## STORED ROWS
▽
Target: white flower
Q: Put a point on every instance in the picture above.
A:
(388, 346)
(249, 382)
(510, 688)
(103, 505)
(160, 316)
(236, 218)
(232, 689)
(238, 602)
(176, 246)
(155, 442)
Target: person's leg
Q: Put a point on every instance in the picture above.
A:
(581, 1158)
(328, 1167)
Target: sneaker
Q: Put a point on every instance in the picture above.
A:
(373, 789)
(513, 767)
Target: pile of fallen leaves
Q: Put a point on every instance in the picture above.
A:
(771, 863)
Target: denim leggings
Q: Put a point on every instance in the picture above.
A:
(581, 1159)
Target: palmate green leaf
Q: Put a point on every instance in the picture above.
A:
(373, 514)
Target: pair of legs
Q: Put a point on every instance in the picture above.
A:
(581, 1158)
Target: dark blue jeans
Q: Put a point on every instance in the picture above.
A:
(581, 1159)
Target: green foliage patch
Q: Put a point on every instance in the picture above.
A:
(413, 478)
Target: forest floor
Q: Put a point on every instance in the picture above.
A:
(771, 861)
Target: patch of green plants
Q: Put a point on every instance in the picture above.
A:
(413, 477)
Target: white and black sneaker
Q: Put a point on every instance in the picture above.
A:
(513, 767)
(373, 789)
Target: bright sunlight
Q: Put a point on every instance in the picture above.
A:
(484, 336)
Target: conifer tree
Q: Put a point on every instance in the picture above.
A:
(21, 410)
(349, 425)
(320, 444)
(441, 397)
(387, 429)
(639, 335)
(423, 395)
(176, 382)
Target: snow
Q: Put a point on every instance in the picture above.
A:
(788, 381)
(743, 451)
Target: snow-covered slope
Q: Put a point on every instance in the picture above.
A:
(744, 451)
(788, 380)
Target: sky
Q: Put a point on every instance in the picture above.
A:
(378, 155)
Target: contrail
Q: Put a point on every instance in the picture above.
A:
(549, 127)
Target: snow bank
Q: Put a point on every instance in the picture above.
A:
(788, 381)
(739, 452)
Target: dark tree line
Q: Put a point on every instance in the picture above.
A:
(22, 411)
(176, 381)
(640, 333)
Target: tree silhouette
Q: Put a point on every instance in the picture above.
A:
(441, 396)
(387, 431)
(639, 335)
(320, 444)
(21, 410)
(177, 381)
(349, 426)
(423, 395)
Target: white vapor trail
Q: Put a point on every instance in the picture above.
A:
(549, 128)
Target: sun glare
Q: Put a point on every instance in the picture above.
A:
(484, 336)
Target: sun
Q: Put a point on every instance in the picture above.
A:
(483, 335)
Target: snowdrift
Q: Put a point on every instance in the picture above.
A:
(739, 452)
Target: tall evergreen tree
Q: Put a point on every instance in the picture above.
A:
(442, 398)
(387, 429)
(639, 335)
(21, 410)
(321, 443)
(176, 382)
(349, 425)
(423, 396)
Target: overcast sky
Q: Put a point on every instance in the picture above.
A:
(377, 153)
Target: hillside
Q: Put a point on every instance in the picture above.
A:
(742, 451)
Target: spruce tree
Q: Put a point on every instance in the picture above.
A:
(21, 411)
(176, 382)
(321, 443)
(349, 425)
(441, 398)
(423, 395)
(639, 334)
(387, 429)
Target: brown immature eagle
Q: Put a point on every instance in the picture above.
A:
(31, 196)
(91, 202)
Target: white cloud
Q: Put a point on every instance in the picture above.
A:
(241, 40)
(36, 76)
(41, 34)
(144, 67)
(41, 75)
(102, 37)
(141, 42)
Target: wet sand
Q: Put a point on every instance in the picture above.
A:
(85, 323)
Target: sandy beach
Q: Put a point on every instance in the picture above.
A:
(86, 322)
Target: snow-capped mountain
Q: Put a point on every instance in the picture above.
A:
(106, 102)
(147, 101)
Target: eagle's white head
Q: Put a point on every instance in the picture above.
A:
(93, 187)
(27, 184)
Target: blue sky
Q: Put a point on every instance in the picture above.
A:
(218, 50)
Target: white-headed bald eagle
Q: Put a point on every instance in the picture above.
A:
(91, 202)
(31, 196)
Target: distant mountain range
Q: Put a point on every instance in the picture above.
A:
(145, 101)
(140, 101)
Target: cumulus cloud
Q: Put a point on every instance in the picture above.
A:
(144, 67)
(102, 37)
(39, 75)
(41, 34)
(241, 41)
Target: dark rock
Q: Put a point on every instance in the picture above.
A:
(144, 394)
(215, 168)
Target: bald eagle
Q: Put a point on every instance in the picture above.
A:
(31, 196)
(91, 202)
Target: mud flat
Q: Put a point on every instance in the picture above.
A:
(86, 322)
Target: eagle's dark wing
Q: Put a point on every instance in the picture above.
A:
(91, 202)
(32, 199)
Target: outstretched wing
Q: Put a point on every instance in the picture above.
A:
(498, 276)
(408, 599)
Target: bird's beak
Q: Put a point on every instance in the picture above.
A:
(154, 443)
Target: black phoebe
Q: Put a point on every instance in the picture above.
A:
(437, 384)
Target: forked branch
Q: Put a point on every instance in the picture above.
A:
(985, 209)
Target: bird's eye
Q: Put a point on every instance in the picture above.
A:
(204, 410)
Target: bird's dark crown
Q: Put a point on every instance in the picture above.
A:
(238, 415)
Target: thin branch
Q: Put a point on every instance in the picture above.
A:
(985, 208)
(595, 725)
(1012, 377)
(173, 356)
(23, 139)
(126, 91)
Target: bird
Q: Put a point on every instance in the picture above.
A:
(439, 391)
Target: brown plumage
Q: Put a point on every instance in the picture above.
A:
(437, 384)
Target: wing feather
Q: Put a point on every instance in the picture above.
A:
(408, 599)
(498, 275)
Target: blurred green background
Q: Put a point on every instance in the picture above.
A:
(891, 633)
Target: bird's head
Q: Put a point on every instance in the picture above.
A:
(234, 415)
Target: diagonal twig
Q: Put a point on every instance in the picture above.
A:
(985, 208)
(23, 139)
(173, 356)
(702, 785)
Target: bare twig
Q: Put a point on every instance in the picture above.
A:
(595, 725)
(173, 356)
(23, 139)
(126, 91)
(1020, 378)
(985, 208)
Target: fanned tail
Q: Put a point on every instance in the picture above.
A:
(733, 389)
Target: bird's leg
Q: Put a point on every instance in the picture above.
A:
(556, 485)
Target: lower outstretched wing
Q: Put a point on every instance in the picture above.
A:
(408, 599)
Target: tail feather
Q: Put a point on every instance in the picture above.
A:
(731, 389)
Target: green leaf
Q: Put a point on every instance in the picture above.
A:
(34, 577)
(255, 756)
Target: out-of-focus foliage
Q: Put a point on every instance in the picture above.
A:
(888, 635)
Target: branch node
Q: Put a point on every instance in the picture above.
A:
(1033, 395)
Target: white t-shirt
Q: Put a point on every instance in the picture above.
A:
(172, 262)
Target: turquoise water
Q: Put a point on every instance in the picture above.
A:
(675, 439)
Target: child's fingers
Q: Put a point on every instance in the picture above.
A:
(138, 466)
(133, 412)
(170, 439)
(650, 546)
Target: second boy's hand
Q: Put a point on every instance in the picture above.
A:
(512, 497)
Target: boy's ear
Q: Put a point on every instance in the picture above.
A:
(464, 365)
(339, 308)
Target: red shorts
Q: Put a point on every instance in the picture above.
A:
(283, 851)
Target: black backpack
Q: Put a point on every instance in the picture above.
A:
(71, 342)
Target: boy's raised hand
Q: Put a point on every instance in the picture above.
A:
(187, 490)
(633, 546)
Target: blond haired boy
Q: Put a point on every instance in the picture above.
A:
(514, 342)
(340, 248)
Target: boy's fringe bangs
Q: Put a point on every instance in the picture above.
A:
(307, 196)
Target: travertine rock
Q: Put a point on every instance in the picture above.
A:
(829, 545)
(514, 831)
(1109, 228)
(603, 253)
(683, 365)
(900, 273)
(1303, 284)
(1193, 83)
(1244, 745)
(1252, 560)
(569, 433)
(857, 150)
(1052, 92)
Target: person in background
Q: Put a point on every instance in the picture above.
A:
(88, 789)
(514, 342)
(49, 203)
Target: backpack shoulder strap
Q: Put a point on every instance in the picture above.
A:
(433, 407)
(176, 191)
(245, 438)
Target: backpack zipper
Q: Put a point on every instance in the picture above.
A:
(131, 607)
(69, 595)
△
The lines to quote run from the one containing "Target: second boy's hand" through the final line of the material above; please give them exactly, both ends included, and nothing else.

Target: second boy's hand
Q: Put a point on every instance in the picture above.
A:
(512, 497)
Target: boy's ear
Q: Put a point on every instance in the picture above.
A:
(464, 365)
(339, 308)
Target: red shorts
Q: Put a point on every instance in the picture above.
A:
(283, 851)
Target: black backpack
Q: Put a point on every instance in the picture above.
A:
(71, 342)
Target: boy's raised hand
Q: Put a point on every instance in the picture above.
A:
(187, 490)
(633, 546)
Target: blond haired boy
Q: Put a point on every instance in the picture above.
A:
(514, 342)
(340, 248)
Target: boy's fringe bangs
Q: Put a point on every instance in the picture above.
A:
(307, 196)
Target: travertine rock
Q: Put a point on every instance in the picture above.
A:
(829, 545)
(514, 831)
(1109, 228)
(603, 253)
(683, 365)
(900, 273)
(1303, 284)
(1193, 83)
(1244, 745)
(1252, 560)
(569, 433)
(857, 150)
(1052, 92)
Target: person in background
Q: Put a point on every instance in the picture above.
A:
(88, 789)
(514, 342)
(49, 203)
Target: backpack shoulder strap
Q: Put a point on every instance in the picture above.
A:
(433, 407)
(176, 191)
(245, 438)
Target: backpack zipper
Q: Put a point on every instance in the picture above.
A:
(131, 607)
(69, 595)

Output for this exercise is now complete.